(Task 1): From the records below, extract every line starting with the first line of the records and ending with the line that contains "box: [525, 300, 740, 492]", both ends included. Reproduce those lines exactly.
====== Excerpt to read ======
A Tale of Two Votes

The U.S. equities markets traded well through the New York morning session but fell well off the pace in the afternoon as Brexit headlines weighed. The UK PM has won in-principle parliamentary support for his withdrawal agreement, but not on his abridged timetable, adding a degree of uncertainty and leaving his planned October 31 Brexit date looking highly unlikely.
Stephen Innes
A Tale of Two Votes

Sterling experienced yet another volatile session as waves of conflicting Brexit headlines poured in and the S&P500 ended down 0.1%, US treasury yields were down 3bps to 1.77%. Oil was up 1.6%.

US Markets  

US Stocks fell as uncertainty over Brexit sank the pound after U.K. Prime Minister Boris Johnson lost a pivotal vote to fast-track legislation. Traders also parsed a flurry of corporate earnings.

Also weighing on the S&P 500 Index  was a slide in tech shares outweighed a rally in energy companies. A sell-off in Facebook Inc. and Netflix Inc. helped push the Nasdaq-100 Index down.


While getting a revised withdrawal agreement to this point and winning with a convincing margin of 30 votes is an extraordinary achievement. But with Parliament rejecting PM Johnson truncated timetable in favour of more time to debate the bill, it now means members will give the statute the fine-tooth comb treatment opening it to more criticism suggesting it could be knocked down later.

Finally, If the EU extension happens, the most logical next step for the PM is to propose a motion for a General Election and try to lay the blame for the extension at the feet of the opposition.

Asia Markets

Chinese policymakers are facing two challenges revolving around the need to ease policy while defending an implicit CPI ceiling. As such, the central bank is starting to adopt other policy measures as they did yesterday by executing an open market operation (OMO). But overall, yesterday’s OMO suggests that the high CPI inflation prints may continue to constrain just how much more the PBOC can do via RRR or an interest rate cut.

There may be more of a story here than meets the eye. Forget Trade war or Brexit the real story, and the one that matters most is China’s downshift in growth. And with China, either unable or unwilling to turn on the monetary policy taps that means weaker everything everywhere else.

Eventually, the China woes will be the woes of the world, forcing more policy easing globally.

Putting the wobbly China economic landscape in context, it suggests there’s a significant downside risk to regional investor sentiment even more so in the absence of a sizable policy response for the PBOC.

Oil Markets 

Oil prices based in yesterday’s Asia session as OPEC compliance was on everyone minds.

Then Oil prices ripped higher overnight on news that OPEC and its allies will consider deeper oil output cuts at its December meeting because of a weak 2020 outlook for demand growth.

However, the short-covering rally came to a tentative halt after the API reported a bearish vs consensus oil inventory build of 4.45 million barrels for the week ending October 15

But with demand fears which have been relentlessly stalking oil markets and have not miraculously vanished, it remains questionable if the OPEC inspired move sticks.
====== Data supplied ======
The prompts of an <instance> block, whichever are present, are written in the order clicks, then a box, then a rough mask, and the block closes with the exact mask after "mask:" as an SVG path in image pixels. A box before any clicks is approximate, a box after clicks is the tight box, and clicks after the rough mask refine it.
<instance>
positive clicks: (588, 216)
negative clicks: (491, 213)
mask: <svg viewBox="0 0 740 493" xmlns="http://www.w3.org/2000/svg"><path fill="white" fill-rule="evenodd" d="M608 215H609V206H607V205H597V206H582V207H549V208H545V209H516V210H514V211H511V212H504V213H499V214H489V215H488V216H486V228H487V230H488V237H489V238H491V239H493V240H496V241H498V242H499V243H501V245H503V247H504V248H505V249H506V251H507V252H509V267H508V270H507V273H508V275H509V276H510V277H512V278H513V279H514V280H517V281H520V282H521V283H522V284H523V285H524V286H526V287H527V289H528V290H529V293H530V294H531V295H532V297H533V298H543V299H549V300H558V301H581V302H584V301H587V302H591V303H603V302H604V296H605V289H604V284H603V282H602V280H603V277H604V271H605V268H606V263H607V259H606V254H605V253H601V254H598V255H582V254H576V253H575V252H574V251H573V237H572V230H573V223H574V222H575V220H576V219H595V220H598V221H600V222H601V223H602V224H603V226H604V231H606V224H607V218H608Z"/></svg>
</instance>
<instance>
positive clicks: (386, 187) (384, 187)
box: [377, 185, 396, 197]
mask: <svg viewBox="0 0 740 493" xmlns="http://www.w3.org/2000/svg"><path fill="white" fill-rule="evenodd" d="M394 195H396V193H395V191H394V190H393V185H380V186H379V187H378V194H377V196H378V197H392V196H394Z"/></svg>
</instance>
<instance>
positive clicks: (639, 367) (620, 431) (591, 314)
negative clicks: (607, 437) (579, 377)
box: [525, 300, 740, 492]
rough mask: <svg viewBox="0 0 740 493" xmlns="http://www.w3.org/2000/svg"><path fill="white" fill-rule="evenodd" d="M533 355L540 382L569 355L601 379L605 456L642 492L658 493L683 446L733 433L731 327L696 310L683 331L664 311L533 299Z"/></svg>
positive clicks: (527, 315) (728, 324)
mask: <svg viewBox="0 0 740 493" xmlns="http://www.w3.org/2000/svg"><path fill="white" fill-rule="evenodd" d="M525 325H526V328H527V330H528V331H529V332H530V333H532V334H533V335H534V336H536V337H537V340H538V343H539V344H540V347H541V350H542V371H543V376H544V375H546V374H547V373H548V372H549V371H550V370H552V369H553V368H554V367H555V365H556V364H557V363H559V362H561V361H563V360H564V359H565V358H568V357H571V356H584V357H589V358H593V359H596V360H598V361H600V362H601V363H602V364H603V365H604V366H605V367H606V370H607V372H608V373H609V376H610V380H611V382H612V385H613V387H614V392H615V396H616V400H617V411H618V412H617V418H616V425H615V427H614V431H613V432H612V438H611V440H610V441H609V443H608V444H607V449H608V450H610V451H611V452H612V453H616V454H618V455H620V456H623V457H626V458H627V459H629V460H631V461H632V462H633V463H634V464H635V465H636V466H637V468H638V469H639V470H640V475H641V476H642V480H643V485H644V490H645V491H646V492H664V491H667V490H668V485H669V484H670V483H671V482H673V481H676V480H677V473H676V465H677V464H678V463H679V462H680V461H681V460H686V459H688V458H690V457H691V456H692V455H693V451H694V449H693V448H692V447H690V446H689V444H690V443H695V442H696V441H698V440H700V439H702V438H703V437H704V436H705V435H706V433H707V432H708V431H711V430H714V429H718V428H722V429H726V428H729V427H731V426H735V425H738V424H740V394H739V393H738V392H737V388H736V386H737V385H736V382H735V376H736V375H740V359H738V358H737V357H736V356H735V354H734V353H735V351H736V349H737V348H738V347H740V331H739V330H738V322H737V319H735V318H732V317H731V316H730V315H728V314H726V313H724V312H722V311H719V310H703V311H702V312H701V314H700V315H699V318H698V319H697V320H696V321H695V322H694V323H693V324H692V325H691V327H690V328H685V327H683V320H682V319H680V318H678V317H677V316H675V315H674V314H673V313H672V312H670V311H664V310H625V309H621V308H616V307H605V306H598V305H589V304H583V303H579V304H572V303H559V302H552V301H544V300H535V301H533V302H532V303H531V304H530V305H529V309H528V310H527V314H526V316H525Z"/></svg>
======
(Task 2): In the market commentary above, copy verbatim the passage that starts with the words "Sterling experienced yet" and ends with the words "was up 1.6%.".

(Your response 1):
The prompts of an <instance> block, whichever are present, are written in the order clicks, then a box, then a rough mask, and the block closes with the exact mask after "mask:" as an SVG path in image pixels. A box before any clicks is approximate, a box after clicks is the tight box, and clicks after the rough mask refine it.
<instance>
positive clicks: (588, 216)
negative clicks: (491, 213)
mask: <svg viewBox="0 0 740 493" xmlns="http://www.w3.org/2000/svg"><path fill="white" fill-rule="evenodd" d="M608 215H609V206H607V205H597V206H582V207H549V208H545V209H516V210H514V211H511V212H504V213H499V214H489V215H488V216H486V228H487V230H488V237H489V238H491V239H493V240H496V241H498V242H499V243H501V245H503V247H504V248H505V249H506V251H507V252H509V267H508V270H507V273H508V275H509V276H510V277H512V278H513V279H514V280H517V281H520V282H521V283H522V284H523V285H524V286H526V287H527V289H528V290H529V293H530V294H531V295H532V297H533V298H543V299H549V300H558V301H581V302H584V301H587V302H591V303H603V302H604V296H605V289H604V284H603V282H602V280H603V277H604V271H605V268H606V263H607V259H606V254H605V253H601V254H598V255H582V254H576V253H575V252H574V251H573V237H572V230H573V223H574V222H575V220H576V219H595V220H598V221H600V222H601V223H602V224H603V226H604V231H606V224H607V218H608Z"/></svg>
</instance>
<instance>
positive clicks: (386, 187) (384, 187)
box: [377, 185, 396, 197]
mask: <svg viewBox="0 0 740 493" xmlns="http://www.w3.org/2000/svg"><path fill="white" fill-rule="evenodd" d="M394 195H396V193H395V191H394V190H393V185H380V186H379V187H378V194H377V196H378V197H392V196H394Z"/></svg>
</instance>
<instance>
positive clicks: (639, 367) (620, 431) (591, 314)
negative clicks: (607, 437) (579, 377)
box: [525, 300, 740, 492]

(Your response 2):
Sterling experienced yet another volatile session as waves of conflicting Brexit headlines poured in and the S&P500 ended down 0.1%, US treasury yields were down 3bps to 1.77%. Oil was up 1.6%.